EXERCISE TASK:
Turn the records below into a numbered list with one line per item. Skip blank lines and leave out the pictures.

TASK INPUTS:

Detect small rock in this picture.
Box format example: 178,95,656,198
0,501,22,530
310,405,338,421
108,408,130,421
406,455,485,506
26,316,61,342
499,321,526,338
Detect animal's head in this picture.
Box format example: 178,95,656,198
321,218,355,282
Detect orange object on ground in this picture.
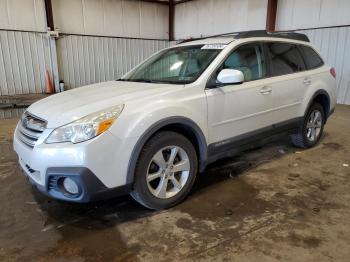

TASK SOLUTION:
1. Detect small rock in this picture.
2. Box format example: 178,95,656,198
3. 0,501,22,530
4. 310,405,338,421
5. 108,408,130,421
6. 406,455,485,506
7. 26,316,61,342
8. 499,321,526,338
9. Detect animal's head in this picture.
10. Box format example: 178,95,656,198
11. 321,218,355,282
12. Detect orange object on ground in this picture.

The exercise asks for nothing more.